Region annotation lines:
⁂
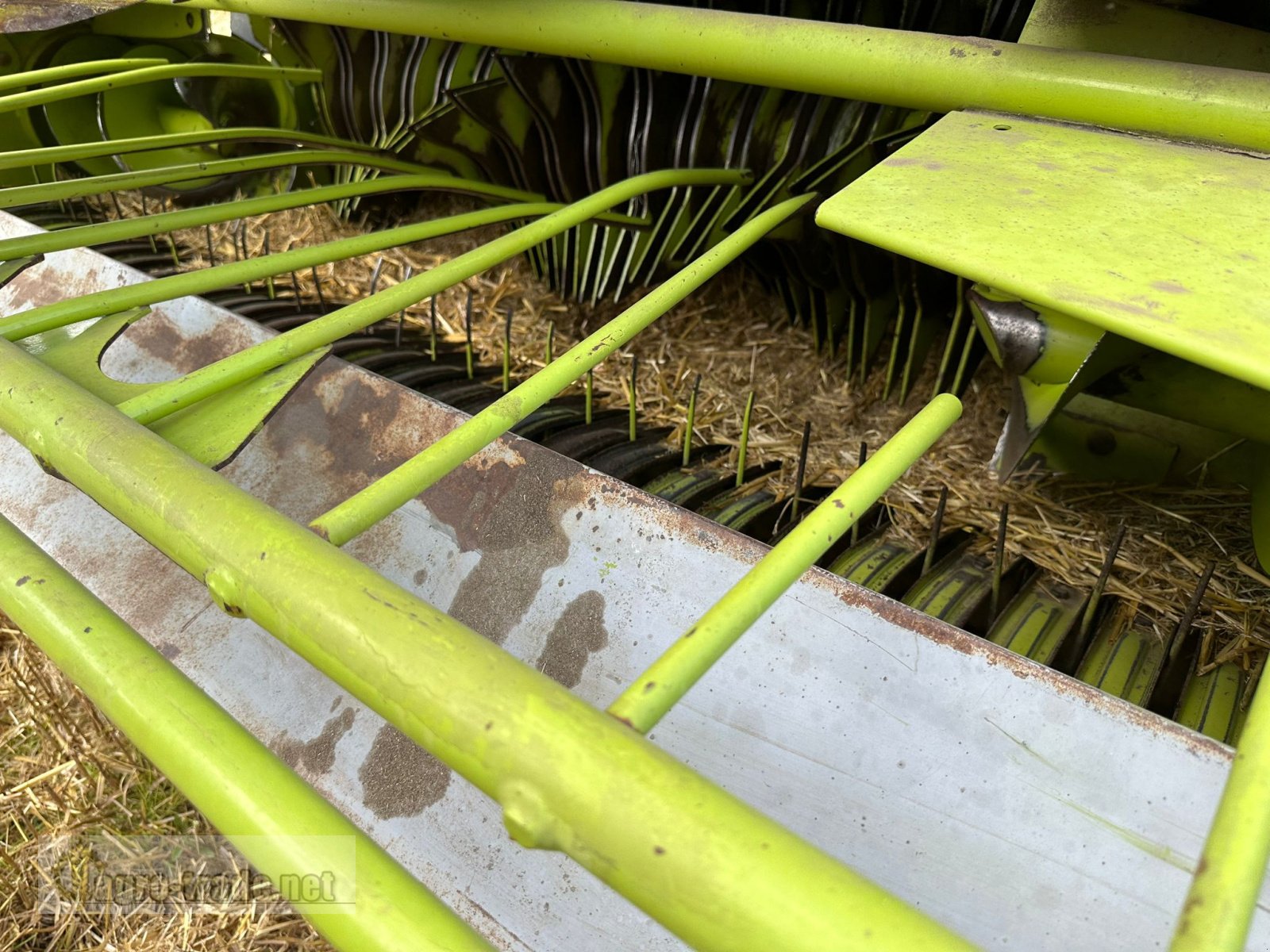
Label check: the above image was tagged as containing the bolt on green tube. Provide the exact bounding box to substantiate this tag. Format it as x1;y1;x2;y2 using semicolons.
608;393;961;734
0;516;491;952
1171;675;1270;952
114;169;749;423
0;340;970;952
310;195;813;546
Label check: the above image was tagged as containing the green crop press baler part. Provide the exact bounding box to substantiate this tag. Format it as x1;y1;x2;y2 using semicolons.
0;0;1270;952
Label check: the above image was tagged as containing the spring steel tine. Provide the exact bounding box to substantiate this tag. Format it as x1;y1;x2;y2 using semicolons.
0;205;559;340
368;255;383;296
988;503;1010;624
627;354;639;443
307;195;811;544
790;420;811;523
309;264;326;307
1168;561;1217;664
141;192;159;254
922;486;949;575
0;516;491;950
109;169;746;423
608;393;961;734
464;288;472;379
683;373;701;466
851;439;873;546
1078;523;1126;643
737;390;754;489
503;302;514;393
263;230;275;301
392;264;416;350
428;294;437;363
0;174;599;265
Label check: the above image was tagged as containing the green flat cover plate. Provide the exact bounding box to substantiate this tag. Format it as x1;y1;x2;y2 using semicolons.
817;112;1270;390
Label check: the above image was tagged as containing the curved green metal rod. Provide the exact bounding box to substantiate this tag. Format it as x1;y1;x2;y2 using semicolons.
1171;675;1270;952
0;516;491;952
111;169;751;423
0;125;383;169
0;62;321;113
0;173;648;265
161;0;1270;151
0;56;167;93
0;340;970;952
0;202;560;343
608;393;961;734
0;148;436;208
309;195;813;546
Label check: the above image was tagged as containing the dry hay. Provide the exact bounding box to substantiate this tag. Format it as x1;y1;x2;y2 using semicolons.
144;187;1270;680
7;184;1249;950
0;617;332;952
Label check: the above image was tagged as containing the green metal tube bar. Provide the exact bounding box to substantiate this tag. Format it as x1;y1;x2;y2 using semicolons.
0;341;970;952
310;195;813;546
0;148;437;208
0;516;491;952
0;202;560;343
1172;670;1270;952
608;393;961;734
0;173;564;262
0;62;321;114
114;169;749;423
0;57;167;93
0;125;381;169
150;0;1270;151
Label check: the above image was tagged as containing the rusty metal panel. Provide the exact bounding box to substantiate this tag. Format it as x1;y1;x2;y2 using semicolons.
0;220;1270;950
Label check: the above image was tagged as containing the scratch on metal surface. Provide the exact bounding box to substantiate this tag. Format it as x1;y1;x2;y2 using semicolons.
983;717;1062;773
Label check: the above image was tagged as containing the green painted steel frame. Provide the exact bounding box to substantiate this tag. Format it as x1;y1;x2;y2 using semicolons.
0;341;968;952
148;0;1270;151
0;516;491;952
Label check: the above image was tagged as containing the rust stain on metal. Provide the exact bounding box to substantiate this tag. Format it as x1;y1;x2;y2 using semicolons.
423;452;584;645
269;707;357;774
122;309;264;373
0;0;141;33
536;589;608;688
357;724;451;820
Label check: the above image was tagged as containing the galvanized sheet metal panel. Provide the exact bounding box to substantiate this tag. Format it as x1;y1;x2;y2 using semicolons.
0;220;1270;950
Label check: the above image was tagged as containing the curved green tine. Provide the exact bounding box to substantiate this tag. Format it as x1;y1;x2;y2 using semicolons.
0;62;321;113
0;173;644;265
0;125;379;169
0;332;972;952
0;148;452;208
0;202;560;343
608;396;961;734
307;182;782;546
0;56;167;93
988;574;1084;665
109;169;749;432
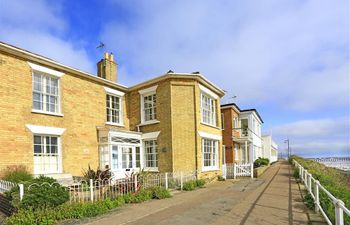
⁂
Job – Can you express the lines above as a Markdown table with the columns "No." and "Line", numbering each row and skipping blank lines? Leave the pictures out of your answer.

Problem solution –
| No. | Line |
|---|---|
| 1 | Label check: the above image was tagged as containing the bolt on green tube. Provide the exact bounding box to substantiate this tag. Format it as x1;y1;x2;y2 using semicolons. |
| 2 | 608;393;961;734 |
| 3 | 0;516;491;952 |
| 4 | 1171;675;1270;952 |
| 5 | 114;169;749;423 |
| 6 | 0;340;970;952 |
| 7 | 310;195;813;546 |
| 8 | Label check: the above image was tagged as containing the green crop press baler part. Provide the exact bounding box to substantiate this tag. Format it as x1;y1;x2;y2 using semicolons. |
| 9 | 0;0;1270;952 |
| 10 | Label check: the above image was tagged as containing the spring steel tine. Provide the exact bounding box to substantiate this tag. Format it as x1;y1;x2;y2 using semicolons. |
| 11 | 0;205;559;340 |
| 12 | 368;255;383;296 |
| 13 | 988;503;1010;624 |
| 14 | 627;354;639;443 |
| 15 | 307;195;811;544 |
| 16 | 790;420;811;523 |
| 17 | 309;264;326;307 |
| 18 | 1168;561;1217;664 |
| 19 | 141;192;159;254 |
| 20 | 922;486;949;575 |
| 21 | 0;516;491;950 |
| 22 | 109;169;746;423 |
| 23 | 608;393;961;734 |
| 24 | 464;288;472;379 |
| 25 | 683;373;701;466 |
| 26 | 851;439;873;546 |
| 27 | 1078;523;1126;643 |
| 28 | 737;390;754;489 |
| 29 | 503;302;514;393 |
| 30 | 263;230;275;301 |
| 31 | 392;264;416;350 |
| 32 | 428;294;437;363 |
| 33 | 0;174;599;265 |
| 34 | Label check: the above image was tagged as containing the green flat cover plate. Provide the exact bounding box to substantiate this tag. Format it as x1;y1;x2;y2 using semicolons. |
| 35 | 817;112;1270;390 |
| 36 | Label check: the above image was tagged as containing the curved green metal rod. Provide the exact bounding box to substantiate this tag. Format it as x1;y1;x2;y2 using semicolons. |
| 37 | 1171;675;1270;952 |
| 38 | 0;516;491;952 |
| 39 | 111;169;751;423 |
| 40 | 0;125;383;169 |
| 41 | 0;62;321;113 |
| 42 | 0;173;648;265 |
| 43 | 161;0;1270;151 |
| 44 | 0;56;167;93 |
| 45 | 0;340;970;952 |
| 46 | 0;202;560;343 |
| 47 | 608;393;961;734 |
| 48 | 0;148;436;208 |
| 49 | 309;195;813;546 |
| 50 | Label check: the above image was tagged as containing the dry hay. Provide the exact bounding box to substantiate this tag. Format it as x1;y1;x2;y2 using semicolons. |
| 51 | 144;187;1270;680 |
| 52 | 7;184;1249;950 |
| 53 | 0;617;332;952 |
| 54 | Label check: the above image was tagged as containing the green metal tube bar. Provide the exact bounding box to substantiate this tag. Format it as x1;y1;x2;y2 using semicolons. |
| 55 | 0;341;970;952 |
| 56 | 310;195;813;546 |
| 57 | 0;148;437;208 |
| 58 | 0;516;491;952 |
| 59 | 0;202;560;343 |
| 60 | 1172;670;1270;952 |
| 61 | 608;393;961;734 |
| 62 | 0;173;564;262 |
| 63 | 0;62;321;114 |
| 64 | 114;169;749;423 |
| 65 | 0;57;167;93 |
| 66 | 0;125;381;169 |
| 67 | 150;0;1270;151 |
| 68 | Label check: the above image was tagged as containing the rusty metal panel. Provide the exact bounding box to substantiate this tag. Format it as x1;y1;x2;y2 using semicolons. |
| 69 | 0;220;1270;950 |
| 70 | Label check: the above image was tagged as containing the scratch on metal surface. Provide the exact bounding box to substantiate this tag. Format it as x1;y1;x2;y2 using semicolons. |
| 71 | 983;717;1062;773 |
| 72 | Label check: the above image was tagged as containing the green painted steel frame. Provide the exact bounding box to substantiate this tag. Format it as x1;y1;x2;y2 using semicolons. |
| 73 | 0;341;968;952 |
| 74 | 148;0;1270;151 |
| 75 | 0;516;491;952 |
| 76 | Label check: the above image was tagged as containing the rust stain on metal. Provide the exact bounding box to substantiate this tag. Format it as x1;y1;x2;y2 using semicolons. |
| 77 | 423;452;584;645 |
| 78 | 269;707;357;774 |
| 79 | 122;309;264;373 |
| 80 | 0;0;141;33 |
| 81 | 536;589;608;688 |
| 82 | 357;724;451;820 |
| 83 | Label check: the above image was tagged as containing the galvanized sheet metal panel. Provide the exact bounding box to substantiate this tag. Format it as x1;y1;x2;y2 using semicolons. |
| 84 | 0;220;1270;950 |
| 85 | Label check: the above image was tagged as containing the curved green tine. Provide the exact bounding box to substantiate this tag. Format it as x1;y1;x2;y2 using semicolons. |
| 86 | 0;62;321;113 |
| 87 | 0;173;644;265 |
| 88 | 0;125;379;169 |
| 89 | 0;332;972;952 |
| 90 | 0;148;452;208 |
| 91 | 0;202;560;343 |
| 92 | 608;396;961;734 |
| 93 | 307;182;782;546 |
| 94 | 0;56;167;93 |
| 95 | 988;574;1084;665 |
| 96 | 109;169;749;432 |